> [What to do]
Transcribe the stretch of the listing below from the line containing "Question: Locate the red" through the end of the listing, keeping both of those ends.
### Task material
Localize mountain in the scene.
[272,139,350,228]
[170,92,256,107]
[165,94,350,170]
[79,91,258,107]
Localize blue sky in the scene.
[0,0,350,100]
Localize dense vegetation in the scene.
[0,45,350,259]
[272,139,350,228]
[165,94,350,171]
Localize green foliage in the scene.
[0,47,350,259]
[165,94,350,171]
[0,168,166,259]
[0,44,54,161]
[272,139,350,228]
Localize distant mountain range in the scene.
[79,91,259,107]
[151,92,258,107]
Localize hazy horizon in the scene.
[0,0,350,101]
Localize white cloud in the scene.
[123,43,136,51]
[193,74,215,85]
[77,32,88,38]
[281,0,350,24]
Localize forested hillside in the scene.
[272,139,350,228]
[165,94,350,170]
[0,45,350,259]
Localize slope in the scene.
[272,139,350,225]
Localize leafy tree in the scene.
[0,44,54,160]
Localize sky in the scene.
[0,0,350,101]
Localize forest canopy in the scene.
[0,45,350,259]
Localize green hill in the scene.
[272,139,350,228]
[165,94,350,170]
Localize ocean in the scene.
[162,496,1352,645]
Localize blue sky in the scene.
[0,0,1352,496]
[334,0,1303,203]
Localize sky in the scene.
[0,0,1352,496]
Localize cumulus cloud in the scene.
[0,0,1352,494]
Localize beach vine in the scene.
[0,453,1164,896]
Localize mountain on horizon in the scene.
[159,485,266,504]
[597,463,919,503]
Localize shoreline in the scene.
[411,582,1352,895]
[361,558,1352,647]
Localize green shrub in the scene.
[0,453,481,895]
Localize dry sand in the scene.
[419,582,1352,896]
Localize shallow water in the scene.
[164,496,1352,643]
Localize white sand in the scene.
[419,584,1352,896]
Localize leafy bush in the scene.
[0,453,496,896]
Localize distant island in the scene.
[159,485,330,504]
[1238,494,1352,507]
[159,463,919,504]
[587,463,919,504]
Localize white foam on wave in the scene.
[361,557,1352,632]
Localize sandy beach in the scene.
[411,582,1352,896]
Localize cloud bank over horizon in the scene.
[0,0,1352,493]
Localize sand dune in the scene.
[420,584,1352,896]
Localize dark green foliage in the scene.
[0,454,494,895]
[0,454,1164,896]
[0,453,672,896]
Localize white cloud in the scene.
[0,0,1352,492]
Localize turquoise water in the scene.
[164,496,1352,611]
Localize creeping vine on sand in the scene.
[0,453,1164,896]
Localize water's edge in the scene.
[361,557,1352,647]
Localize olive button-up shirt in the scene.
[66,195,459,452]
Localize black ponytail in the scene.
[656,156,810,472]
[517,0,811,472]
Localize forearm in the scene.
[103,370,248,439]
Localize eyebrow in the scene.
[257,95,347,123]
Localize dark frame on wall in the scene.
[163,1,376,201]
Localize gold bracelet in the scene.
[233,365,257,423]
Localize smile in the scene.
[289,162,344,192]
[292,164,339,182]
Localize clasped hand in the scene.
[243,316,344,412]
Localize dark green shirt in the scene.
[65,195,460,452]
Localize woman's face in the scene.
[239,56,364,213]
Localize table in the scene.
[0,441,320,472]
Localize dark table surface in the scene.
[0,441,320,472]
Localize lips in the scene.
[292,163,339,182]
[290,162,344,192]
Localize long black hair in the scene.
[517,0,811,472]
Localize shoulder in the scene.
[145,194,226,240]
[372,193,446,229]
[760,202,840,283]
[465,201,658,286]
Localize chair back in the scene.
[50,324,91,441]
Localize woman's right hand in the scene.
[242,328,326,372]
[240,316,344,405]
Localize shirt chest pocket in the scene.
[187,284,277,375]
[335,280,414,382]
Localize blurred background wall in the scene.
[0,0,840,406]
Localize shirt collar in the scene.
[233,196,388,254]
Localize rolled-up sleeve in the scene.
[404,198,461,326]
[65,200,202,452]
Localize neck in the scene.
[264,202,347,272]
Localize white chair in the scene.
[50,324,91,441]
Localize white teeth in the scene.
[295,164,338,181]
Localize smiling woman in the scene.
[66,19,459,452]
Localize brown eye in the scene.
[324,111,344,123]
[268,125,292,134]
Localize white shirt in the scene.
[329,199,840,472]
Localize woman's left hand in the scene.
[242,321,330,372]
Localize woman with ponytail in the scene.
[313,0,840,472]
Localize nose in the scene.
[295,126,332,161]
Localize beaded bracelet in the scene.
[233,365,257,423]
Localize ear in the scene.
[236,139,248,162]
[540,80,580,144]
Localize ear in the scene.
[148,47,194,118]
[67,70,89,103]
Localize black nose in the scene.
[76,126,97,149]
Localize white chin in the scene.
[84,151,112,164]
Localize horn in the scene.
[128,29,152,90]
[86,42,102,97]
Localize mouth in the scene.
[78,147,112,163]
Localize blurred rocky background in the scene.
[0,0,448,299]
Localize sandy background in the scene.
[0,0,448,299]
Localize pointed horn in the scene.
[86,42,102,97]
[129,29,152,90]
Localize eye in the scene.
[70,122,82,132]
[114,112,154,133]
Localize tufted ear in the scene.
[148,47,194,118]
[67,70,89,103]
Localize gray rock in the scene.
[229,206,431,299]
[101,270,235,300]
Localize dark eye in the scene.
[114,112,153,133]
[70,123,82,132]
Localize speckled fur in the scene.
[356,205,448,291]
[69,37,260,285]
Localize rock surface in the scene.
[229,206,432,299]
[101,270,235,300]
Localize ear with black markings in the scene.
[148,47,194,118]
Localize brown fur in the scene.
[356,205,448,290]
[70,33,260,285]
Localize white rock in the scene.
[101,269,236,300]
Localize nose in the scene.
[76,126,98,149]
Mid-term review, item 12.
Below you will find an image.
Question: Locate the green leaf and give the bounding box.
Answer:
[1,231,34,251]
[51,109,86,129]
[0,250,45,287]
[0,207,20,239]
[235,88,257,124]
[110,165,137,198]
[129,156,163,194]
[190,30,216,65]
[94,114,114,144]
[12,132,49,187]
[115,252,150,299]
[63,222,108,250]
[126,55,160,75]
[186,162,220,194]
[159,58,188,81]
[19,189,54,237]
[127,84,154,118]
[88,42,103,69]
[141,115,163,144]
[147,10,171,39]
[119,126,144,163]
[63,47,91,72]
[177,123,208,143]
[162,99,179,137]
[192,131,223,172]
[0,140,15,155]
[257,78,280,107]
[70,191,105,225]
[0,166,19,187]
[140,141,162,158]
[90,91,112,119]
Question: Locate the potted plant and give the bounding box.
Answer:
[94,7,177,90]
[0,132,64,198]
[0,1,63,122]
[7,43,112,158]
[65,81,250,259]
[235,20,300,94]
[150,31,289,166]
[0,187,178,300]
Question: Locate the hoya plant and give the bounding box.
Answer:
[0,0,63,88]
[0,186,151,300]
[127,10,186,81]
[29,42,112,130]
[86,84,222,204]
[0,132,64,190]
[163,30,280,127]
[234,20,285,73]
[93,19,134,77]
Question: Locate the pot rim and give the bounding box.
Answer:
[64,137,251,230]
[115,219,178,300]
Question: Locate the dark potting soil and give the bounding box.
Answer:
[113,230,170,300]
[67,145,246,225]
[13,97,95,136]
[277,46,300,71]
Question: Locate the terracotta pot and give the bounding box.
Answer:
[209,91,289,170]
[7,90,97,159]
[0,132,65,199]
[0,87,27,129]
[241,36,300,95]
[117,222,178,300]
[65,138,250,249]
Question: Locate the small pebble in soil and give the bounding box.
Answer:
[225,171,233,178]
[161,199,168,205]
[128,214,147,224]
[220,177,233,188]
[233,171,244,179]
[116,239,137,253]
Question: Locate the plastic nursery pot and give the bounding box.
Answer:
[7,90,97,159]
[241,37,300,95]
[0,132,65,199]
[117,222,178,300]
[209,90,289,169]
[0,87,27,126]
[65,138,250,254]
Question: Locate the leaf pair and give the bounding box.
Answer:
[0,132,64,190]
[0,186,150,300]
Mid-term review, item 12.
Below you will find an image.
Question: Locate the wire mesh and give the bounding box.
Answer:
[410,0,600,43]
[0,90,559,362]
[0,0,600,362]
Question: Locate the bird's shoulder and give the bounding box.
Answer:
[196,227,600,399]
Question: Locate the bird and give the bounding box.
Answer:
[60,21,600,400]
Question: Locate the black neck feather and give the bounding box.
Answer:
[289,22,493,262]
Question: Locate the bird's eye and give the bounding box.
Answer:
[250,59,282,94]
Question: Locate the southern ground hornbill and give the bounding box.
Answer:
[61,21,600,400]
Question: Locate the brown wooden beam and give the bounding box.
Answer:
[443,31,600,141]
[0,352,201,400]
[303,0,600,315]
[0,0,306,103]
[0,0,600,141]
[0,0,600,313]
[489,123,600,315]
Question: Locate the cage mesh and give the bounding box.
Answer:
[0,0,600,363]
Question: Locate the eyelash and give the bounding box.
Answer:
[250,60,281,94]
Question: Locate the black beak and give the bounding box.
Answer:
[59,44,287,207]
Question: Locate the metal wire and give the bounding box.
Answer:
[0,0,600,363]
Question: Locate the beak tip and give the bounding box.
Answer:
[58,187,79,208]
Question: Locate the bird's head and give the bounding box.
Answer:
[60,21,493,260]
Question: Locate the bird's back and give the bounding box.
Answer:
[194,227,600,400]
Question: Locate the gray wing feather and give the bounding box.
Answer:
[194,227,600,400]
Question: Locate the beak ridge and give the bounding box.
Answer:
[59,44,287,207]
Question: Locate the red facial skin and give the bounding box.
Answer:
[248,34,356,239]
######
> [The reply]
Question: Locate the red facial skin and give the bounding box.
Answer:
[248,34,356,239]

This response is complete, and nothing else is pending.